* _What to work on_:
Repeat exactly the lines below, from the line containing "Every instance of the vertical" through the last line, both included. Leave out any pictures.

* _Data for this task_:
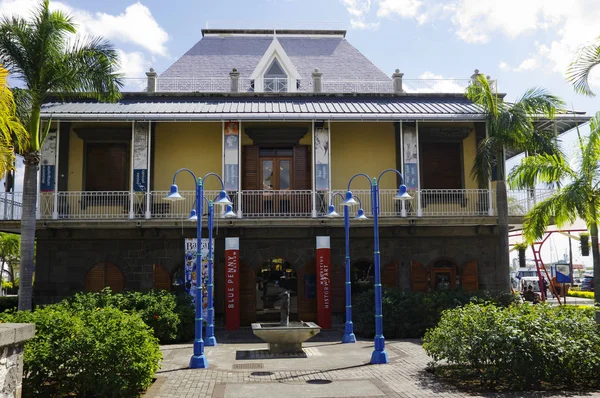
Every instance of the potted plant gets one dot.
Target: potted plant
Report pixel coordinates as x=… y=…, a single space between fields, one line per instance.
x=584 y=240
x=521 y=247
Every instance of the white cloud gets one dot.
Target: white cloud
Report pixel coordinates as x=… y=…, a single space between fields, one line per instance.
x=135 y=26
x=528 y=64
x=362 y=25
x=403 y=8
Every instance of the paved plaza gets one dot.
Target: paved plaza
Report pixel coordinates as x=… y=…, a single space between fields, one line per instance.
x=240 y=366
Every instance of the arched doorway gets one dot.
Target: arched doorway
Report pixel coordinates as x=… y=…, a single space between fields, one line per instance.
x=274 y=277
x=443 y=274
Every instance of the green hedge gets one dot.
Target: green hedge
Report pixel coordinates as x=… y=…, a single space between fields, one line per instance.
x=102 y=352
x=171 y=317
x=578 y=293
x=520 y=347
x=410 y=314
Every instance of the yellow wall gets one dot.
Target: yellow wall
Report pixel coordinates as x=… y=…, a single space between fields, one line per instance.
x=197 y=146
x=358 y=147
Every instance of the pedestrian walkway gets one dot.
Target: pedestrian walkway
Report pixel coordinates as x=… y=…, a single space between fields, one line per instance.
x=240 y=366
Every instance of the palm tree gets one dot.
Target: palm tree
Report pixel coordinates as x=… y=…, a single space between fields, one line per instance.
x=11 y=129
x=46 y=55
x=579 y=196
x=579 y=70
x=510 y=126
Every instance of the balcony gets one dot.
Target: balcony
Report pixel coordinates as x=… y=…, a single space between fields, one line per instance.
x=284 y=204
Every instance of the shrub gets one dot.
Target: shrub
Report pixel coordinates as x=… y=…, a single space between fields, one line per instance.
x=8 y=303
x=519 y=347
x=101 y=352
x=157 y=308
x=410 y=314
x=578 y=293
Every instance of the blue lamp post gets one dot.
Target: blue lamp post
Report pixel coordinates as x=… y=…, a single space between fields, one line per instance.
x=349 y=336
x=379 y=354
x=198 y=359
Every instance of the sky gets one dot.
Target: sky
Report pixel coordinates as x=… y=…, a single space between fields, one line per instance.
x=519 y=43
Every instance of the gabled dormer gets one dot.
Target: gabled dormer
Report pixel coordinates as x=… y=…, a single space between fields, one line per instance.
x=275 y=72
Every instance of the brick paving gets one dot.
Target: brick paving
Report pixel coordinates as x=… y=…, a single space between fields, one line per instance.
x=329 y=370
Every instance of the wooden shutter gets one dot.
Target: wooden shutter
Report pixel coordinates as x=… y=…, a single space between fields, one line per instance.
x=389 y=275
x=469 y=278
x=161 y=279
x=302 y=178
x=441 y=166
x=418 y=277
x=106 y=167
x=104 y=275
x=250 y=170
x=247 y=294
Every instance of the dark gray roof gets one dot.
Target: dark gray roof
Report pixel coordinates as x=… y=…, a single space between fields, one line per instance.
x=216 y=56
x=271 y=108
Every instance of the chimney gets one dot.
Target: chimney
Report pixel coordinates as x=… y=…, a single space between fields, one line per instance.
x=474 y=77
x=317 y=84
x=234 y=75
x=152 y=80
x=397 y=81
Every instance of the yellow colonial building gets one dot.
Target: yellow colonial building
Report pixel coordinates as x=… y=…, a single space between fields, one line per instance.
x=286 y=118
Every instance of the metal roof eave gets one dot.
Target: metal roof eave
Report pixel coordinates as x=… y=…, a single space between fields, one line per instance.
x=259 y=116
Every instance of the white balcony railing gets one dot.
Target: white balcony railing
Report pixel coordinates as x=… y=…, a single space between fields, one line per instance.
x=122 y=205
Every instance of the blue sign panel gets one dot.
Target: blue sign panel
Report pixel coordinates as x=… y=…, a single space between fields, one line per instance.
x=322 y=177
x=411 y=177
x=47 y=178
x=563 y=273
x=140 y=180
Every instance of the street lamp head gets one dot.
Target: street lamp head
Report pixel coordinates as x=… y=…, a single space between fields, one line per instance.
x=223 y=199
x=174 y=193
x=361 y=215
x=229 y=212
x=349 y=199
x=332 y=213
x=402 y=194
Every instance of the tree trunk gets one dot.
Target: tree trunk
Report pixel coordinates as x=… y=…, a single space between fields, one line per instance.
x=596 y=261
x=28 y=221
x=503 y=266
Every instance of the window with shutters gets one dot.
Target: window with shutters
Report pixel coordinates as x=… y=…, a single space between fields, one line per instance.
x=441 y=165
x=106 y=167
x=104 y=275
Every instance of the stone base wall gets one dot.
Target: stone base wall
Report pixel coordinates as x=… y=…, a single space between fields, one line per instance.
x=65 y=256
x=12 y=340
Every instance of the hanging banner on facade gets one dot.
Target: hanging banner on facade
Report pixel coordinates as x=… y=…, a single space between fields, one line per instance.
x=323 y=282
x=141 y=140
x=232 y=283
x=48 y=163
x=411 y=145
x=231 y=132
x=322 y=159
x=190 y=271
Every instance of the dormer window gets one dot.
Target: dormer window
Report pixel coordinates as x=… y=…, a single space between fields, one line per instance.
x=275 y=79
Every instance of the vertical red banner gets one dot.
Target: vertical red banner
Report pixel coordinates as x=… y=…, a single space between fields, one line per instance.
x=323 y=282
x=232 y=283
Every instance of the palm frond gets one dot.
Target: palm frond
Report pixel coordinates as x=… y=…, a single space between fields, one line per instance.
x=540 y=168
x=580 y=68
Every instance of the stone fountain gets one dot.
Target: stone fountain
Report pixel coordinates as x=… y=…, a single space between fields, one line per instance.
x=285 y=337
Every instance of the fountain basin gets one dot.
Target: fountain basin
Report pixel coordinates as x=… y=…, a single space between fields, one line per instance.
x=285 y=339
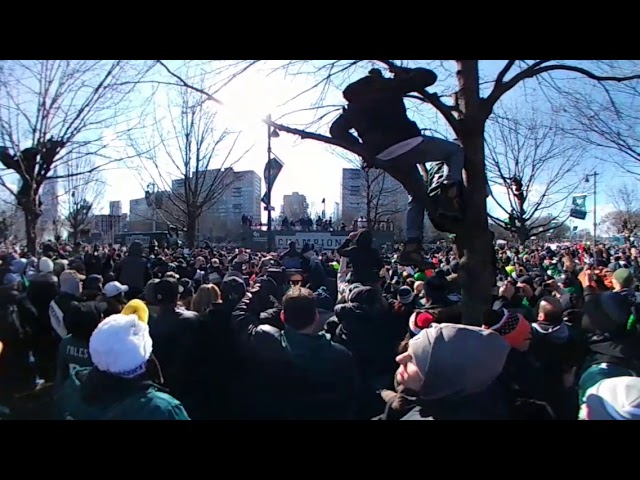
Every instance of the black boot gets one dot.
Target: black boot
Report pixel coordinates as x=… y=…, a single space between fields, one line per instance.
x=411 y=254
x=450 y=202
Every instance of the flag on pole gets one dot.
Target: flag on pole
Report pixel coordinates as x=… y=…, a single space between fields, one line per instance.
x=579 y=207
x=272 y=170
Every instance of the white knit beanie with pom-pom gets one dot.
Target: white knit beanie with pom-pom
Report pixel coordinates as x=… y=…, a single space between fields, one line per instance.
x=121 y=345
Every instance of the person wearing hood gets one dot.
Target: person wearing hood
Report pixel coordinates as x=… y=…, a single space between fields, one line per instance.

* _Exercise result_:
Every instance of the vertical red banner gets one dot.
Target: vertical red banner
Report pixel coordinates as x=… y=…, a single space between fields, one line per instance.
x=323 y=282
x=232 y=283
Every instance of the palm frond gets one dot.
Target: palm frond
Report pixel coordinates as x=… y=…, a single space between fields, one line per instance.
x=540 y=168
x=580 y=68
Every instance of the stone fountain gets one dot.
Target: stone fountain
Report pixel coordinates as x=… y=…, a single space between fields, one line per instance.
x=285 y=337
Every instance of the fountain basin gets one dot.
Target: fountain basin
Report pixel coordinates as x=… y=…, a single space between fields, one line per instance.
x=285 y=339
Every instance of the black boot gets one dot.
Target: black boot
Report pixel coordinates as x=… y=…, a single space between fields, one line per instance.
x=411 y=254
x=450 y=202
Every instance of the flag on pole gets one dot.
Target: flag on pole
Report pixel coordinates as x=… y=…, a single space between fields, one line per instance.
x=579 y=207
x=272 y=170
Every instance of the white knit beanie with pom-pom gets one dot.
Target: white knit beanie with pom-pom
Report pixel coordinates as x=… y=…, a single space between fields, one line per instance.
x=121 y=345
Every instance of the person wearing hood gets one dot.
Target: person wearing hood
Report pixel coordinates as x=… y=…, a single space between fields, one line per instance.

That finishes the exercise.